++++ Supplied material ++++

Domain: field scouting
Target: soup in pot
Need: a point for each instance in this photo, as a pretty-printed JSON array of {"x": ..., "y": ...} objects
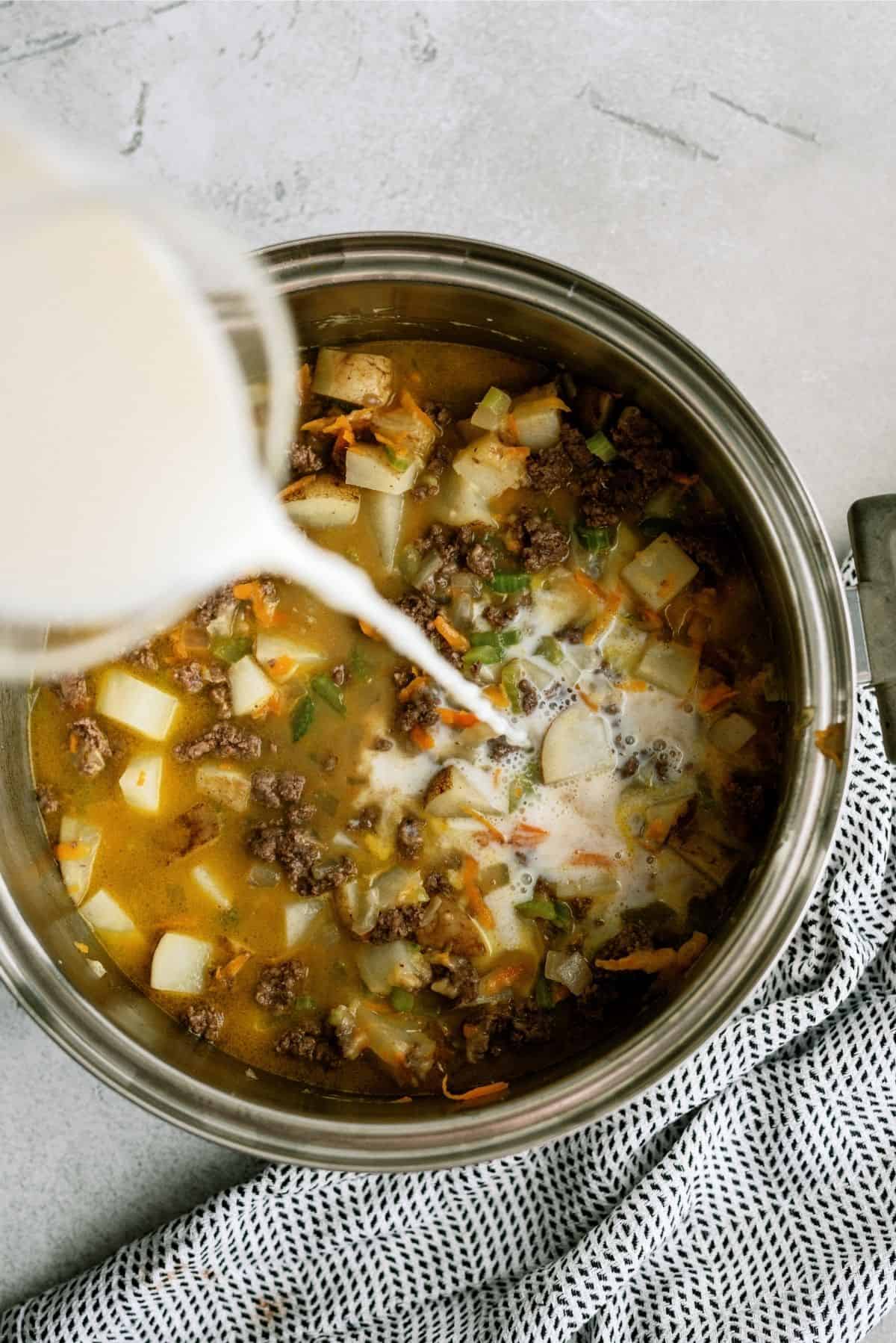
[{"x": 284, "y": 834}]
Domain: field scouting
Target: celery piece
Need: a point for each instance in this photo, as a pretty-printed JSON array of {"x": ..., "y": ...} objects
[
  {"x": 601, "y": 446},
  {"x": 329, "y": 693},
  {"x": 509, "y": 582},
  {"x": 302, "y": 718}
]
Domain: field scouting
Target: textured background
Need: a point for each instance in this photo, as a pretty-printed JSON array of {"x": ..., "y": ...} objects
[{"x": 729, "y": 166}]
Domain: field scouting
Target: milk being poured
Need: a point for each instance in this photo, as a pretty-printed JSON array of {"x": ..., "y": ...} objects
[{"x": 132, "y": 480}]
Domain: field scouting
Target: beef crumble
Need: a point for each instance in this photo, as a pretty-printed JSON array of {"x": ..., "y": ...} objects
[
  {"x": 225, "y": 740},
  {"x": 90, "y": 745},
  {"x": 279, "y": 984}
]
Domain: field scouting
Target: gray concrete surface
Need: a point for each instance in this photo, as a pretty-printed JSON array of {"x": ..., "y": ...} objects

++++
++++ Supplied material ++++

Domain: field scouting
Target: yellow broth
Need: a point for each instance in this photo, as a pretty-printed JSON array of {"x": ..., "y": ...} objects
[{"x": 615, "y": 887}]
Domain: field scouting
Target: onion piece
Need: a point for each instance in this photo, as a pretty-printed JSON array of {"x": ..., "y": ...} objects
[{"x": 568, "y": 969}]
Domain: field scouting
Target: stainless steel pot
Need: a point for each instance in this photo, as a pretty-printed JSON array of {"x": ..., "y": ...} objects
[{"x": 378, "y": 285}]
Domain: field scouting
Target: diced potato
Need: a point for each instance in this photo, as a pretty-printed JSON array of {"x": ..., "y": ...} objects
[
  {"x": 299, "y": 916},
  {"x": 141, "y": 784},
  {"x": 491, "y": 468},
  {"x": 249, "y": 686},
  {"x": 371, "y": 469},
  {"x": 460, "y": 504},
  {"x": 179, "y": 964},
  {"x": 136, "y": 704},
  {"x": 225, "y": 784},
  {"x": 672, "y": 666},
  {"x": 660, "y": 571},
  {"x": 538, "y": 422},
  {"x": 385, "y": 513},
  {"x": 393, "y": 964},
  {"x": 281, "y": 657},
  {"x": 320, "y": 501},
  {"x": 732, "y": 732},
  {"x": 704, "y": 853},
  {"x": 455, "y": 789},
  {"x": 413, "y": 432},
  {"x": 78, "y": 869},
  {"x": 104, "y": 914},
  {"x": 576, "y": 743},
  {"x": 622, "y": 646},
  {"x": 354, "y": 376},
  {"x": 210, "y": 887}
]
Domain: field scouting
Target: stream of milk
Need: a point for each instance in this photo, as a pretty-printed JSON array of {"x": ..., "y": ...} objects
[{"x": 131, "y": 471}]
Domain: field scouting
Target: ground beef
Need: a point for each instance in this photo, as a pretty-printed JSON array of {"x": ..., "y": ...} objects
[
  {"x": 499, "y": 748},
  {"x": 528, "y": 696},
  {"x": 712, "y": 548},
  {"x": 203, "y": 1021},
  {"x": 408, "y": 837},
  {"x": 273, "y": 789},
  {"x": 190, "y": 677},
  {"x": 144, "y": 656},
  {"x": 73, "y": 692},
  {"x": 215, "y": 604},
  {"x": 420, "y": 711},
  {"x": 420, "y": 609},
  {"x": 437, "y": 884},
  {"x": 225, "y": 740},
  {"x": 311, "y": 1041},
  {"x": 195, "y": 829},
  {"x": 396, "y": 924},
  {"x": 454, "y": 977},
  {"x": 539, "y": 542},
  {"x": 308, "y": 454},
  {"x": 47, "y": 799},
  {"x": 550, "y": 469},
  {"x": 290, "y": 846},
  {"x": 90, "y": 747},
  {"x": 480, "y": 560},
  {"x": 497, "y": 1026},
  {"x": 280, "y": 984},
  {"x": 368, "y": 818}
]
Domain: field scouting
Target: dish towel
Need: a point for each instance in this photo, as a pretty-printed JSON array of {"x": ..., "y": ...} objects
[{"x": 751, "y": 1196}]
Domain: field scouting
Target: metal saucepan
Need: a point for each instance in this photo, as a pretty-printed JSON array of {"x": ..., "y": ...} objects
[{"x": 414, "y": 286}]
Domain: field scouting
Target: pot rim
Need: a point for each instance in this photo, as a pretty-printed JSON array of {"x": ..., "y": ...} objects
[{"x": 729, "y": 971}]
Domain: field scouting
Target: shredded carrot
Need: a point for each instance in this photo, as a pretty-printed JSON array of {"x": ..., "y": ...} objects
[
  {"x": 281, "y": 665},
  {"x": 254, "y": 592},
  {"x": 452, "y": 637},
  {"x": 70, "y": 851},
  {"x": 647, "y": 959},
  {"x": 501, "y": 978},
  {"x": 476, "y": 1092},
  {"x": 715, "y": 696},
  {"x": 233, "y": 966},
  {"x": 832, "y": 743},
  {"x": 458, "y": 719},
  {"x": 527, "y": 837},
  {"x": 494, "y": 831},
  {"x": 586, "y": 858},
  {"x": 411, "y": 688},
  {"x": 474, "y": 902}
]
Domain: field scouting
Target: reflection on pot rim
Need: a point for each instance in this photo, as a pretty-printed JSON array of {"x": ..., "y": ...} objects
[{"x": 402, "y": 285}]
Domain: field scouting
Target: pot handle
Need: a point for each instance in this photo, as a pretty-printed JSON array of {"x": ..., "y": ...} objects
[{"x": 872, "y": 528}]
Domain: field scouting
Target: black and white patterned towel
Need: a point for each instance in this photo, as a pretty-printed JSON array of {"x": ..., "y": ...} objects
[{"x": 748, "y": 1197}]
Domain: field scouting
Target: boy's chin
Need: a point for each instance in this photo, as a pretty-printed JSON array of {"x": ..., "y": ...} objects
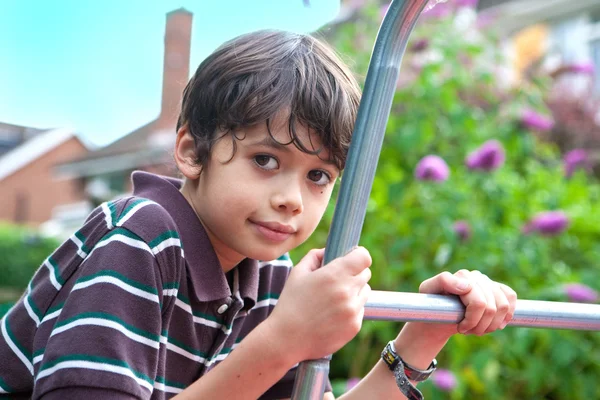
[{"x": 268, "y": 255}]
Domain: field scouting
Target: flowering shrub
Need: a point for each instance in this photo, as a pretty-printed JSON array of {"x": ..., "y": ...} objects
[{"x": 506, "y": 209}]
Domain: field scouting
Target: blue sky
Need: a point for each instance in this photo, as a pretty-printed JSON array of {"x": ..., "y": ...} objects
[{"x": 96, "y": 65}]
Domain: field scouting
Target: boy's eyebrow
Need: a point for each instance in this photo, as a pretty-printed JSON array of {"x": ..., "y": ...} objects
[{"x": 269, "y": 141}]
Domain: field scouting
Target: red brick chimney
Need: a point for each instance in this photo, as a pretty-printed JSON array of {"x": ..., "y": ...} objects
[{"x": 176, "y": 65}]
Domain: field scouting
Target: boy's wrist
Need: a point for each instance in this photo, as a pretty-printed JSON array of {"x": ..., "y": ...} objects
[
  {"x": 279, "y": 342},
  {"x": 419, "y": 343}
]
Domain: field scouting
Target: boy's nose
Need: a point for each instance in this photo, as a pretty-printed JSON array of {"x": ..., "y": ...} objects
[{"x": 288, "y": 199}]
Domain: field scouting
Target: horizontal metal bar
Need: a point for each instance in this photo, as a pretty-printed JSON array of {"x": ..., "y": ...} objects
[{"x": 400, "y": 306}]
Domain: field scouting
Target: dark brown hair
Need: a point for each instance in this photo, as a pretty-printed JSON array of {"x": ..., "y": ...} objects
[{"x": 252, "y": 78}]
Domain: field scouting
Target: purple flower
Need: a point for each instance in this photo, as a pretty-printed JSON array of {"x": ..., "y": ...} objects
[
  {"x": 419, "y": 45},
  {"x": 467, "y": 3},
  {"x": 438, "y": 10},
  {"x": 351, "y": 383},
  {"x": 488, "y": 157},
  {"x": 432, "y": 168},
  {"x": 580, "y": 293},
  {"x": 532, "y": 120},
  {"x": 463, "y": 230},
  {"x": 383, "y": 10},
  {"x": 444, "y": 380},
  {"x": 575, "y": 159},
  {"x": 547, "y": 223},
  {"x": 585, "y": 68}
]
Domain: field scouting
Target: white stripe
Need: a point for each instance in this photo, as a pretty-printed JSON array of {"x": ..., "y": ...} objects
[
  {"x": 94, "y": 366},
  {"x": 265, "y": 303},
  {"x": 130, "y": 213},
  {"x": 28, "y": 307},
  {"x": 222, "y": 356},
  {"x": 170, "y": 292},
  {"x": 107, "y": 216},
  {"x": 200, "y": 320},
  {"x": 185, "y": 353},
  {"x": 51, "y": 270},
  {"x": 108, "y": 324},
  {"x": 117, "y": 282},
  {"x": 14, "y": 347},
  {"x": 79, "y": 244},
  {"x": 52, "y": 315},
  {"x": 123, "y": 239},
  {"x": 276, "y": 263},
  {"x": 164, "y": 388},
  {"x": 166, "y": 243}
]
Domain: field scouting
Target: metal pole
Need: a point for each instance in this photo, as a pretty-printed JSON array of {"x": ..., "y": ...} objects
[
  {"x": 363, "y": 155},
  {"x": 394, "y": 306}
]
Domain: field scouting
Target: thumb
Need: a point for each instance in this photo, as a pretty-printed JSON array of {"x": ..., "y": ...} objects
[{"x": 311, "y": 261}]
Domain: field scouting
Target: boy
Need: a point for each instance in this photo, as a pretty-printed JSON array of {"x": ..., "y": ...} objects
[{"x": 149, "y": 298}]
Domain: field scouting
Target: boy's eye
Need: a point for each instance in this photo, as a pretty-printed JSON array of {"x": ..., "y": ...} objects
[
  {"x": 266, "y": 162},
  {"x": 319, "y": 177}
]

++++

Task directions: Your answer should consist solely of the lines above from the line with "Target: ground beef" to the line with "Target: dish towel", both included, reproduced exactly.

Written solution:
Target: ground beef
Need: a point for each instance in this photo, as a pretty-printed JSON array of {"x": ..., "y": ...} objects
[
  {"x": 499, "y": 748},
  {"x": 528, "y": 696},
  {"x": 712, "y": 548},
  {"x": 203, "y": 1021},
  {"x": 408, "y": 837},
  {"x": 273, "y": 789},
  {"x": 190, "y": 677},
  {"x": 144, "y": 656},
  {"x": 73, "y": 692},
  {"x": 215, "y": 604},
  {"x": 420, "y": 711},
  {"x": 420, "y": 609},
  {"x": 437, "y": 884},
  {"x": 225, "y": 740},
  {"x": 311, "y": 1041},
  {"x": 195, "y": 829},
  {"x": 396, "y": 924},
  {"x": 454, "y": 977},
  {"x": 539, "y": 542},
  {"x": 308, "y": 454},
  {"x": 47, "y": 799},
  {"x": 550, "y": 469},
  {"x": 290, "y": 846},
  {"x": 90, "y": 747},
  {"x": 480, "y": 560},
  {"x": 497, "y": 1026},
  {"x": 280, "y": 984},
  {"x": 368, "y": 818}
]
Domain: field scouting
Target: dish towel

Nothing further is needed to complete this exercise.